▸ Estratto della pagina

I conti in sospeso con il vecchio terrorista

La decisione di Francia e Gran Bretagna di affondare i colpi contro Gheddafi è un regolamento di conti unito a sogni di grandeur.

Attualità 21_03_2011
gheddafi
Il colonnello Muhammar Gheddafi è un vecchio terrorista. Dalla strage di Lockerbie del 1988 - l'esplosione di un aereo passeggeri sopra una cittadina scozzese, con 270 morti - a un'intera stagione di attacchi alla Francia, alcuni sventati all'ultimo minuto, non si contano gli attentati dietro a cui si è sospettata, e talora anche documentata, la presenza della mano di Gheddafi.
Il colonnello, però, non è solo un vecchio terrorista. È un terrorista vecchio. Si devono infatti distinguere nel mondo arabo un vecchio terrorismo che mescolava islam, anticolonialismo e marxismo e il nuovo terrorismo il cui tipo è al-Qa'ida, la cui logica obbedisce a un progetto preciso che fa riferimento esclusivamente all'ultrafondamentalismo islamico e al sogno di un nuovo califfato.

Del vecchio terrorismo Gheddafi è stato il punto di riferimento. Del nuovo - che alla fine aspira a rovesciare i regimi come il suo, considerati non abbastanza islamici e di oggettivo ostacolo al califfato - non si è mai fidato, e dopo l'11 settembre 2001 - certo anche per ragioni di convenienza - si è presentato come il suo nemico per eccellenza nel Nordafrica.

Le guerre in Afghanistan e in Iraq, qualunque cosa si pensi della loro gestione, avevano e hanno lo scopo di colpire basi o alleati del nuovo terrorismo. Le uniche prove davvero emerse contro Saddam Hussein riguardano precisamente i suoi rapporti con segmenti di al-Qa'ida. La guerra in Libia colpisce in Gheddafi un residuo del vecchio terrorismo diventato nemico di al-Qa'ida. Perché dunque lo si attacca oggi, quando non mancherebbero basi del nuovo terrorismo da colpire, dall'Iran alle regioni del Libano controllate dagli Hezbollah?

La spiegazione del presidente Obama - "L'Occidente non può restare indifferente quando un tiranno spara sui cittadini del suo Paese" - ovviamente ha un mero valore retorico. Nello stesso giorno dell'attacco alla Libia il tiranno che regna sullo Yemen, il presidente Ali Abdullah Saleh, ha fatto settantuno morti sparando sui dimostranti. Purtroppo, di tiranni che opprimono e massacrano i loro cittadini è pieno il mondo. Rispetto a quanto qualche libro coraggioso comincia a svelarci della Corea del Nord, la Libia sembra un villaggio vacanze.

Perché, dunque, Gheddafi? Per rispondere a questa domanda ci vogliono come al solito pazienza, studio e un po' di memoria storica. Propongo tre risposte, senza escludere che ve ne siano altre.

▸ Esercizi proposti
(1) Riassumi in due frasi l'articolo su Gheddafi.
(2) Riprendi l'articolo su Gheddafi con un paragrafo che parta subito dopo la sua ultima frase.

▸ Materiale fornito
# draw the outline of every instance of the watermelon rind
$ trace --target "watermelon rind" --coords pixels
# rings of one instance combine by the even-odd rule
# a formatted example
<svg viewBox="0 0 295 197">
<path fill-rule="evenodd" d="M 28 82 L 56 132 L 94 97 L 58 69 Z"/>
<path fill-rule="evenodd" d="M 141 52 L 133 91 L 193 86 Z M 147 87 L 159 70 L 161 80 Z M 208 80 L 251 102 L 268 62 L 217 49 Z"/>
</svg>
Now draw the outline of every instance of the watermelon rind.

▸ Soluzioni degli esercizi
(1) L'articolo descrive Gheddafi come un esponente del vecchio terrorismo arabo, che mescolava islam, anticolonialismo e marxismo, e ricorda che dopo l'11 settembre 2001 si è presentato come nemico di al-Qa'ida, tipo del nuovo terrorismo. Poiché la guerra in Libia colpisce quindi un nemico di al-Qa'ida, e la spiegazione di Obama sul tiranno che spara sui propri cittadini ha solo valore retorico visto che anche il presidente dello Yemen ha fatto sparare sui dimostranti, il testo si chiede perché si attacchi proprio Gheddafi e annuncia tre risposte.

(2)
Prima risposta: alcuni Paesi pensano che sia arrivata l'occasione di saldare con Gheddafi conti sanguinosi che risalgono all'epoca del vecchio terrorismo. Occorre ricordare che il vecchio terrorismo colpì soprattutto la Francia e la Gran Bretagna, e attaccò dove poteva gli interessi degli Stati Uniti. Gli studi di Magdi Allam e di altri hanno messo bene in luce come i governi guidati da Giulio Andreotti e Bettino Craxi (1934-2000) non interruppero mai le linee di collegamento con Gheddafi, come con altri sponsor del vecchio terrorismo, tra cui Yasser Arafat (1929-2004). Fecero molte concessioni, forse troppe: ma ne ottennero in cambio una scelta che escluse l'Italia dagli obiettivi principali e strategici di quel terrorismo.

Non sempre i conti con i vecchi nemici sono saldati. Ma, quando se ne presenta l'occasione, è difficile resistere alla tentazione. Questa è una prima spiegazione del perché Francia e Gran Bretagna hanno preso l'iniziativa di attaccare Gheddafi, e gli Stati Uniti l'hanno - ma in seconda battuta rispetto ai primi due Paesi - appoggiata. A molti generali e dirigenti dei servizi segreti francesi e britannici non è mai andato giù che il colonnello, ispiratore di vecchi e sanguinosi attentati nei loro Paesi, sia sempre rimasto impunito. Agli Stati Uniti neppure, anche se oggi hanno altre priorità e per questo le loro gerarchie militari non erano entusiaste dell'attacco.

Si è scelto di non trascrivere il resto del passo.